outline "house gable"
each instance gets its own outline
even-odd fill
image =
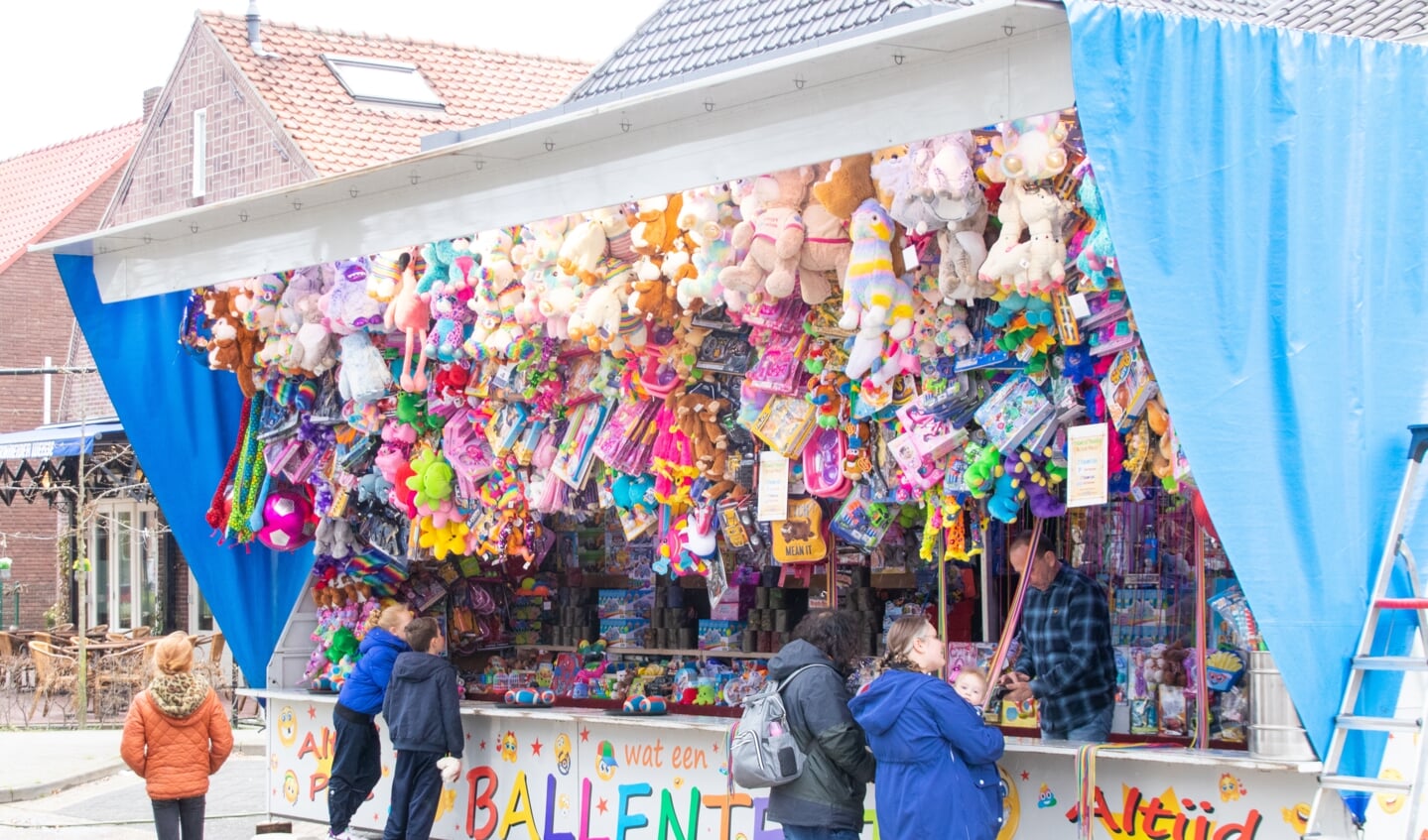
[[[193,195],[194,111],[206,108],[206,183]],[[113,227],[317,175],[213,33],[196,19],[106,212]]]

[TASK TO COMPLETE]
Rewrite all the lines of the material above, replacing "house gable" with "barn gable" and keeping everything else the same. Leave the pictures out of your answer.

[RESULT BELOW]
outline "barn gable"
each instance gets its own outline
even-odd fill
image =
[[[193,195],[194,111],[206,108],[206,183]],[[113,227],[317,175],[213,33],[196,19],[106,212]]]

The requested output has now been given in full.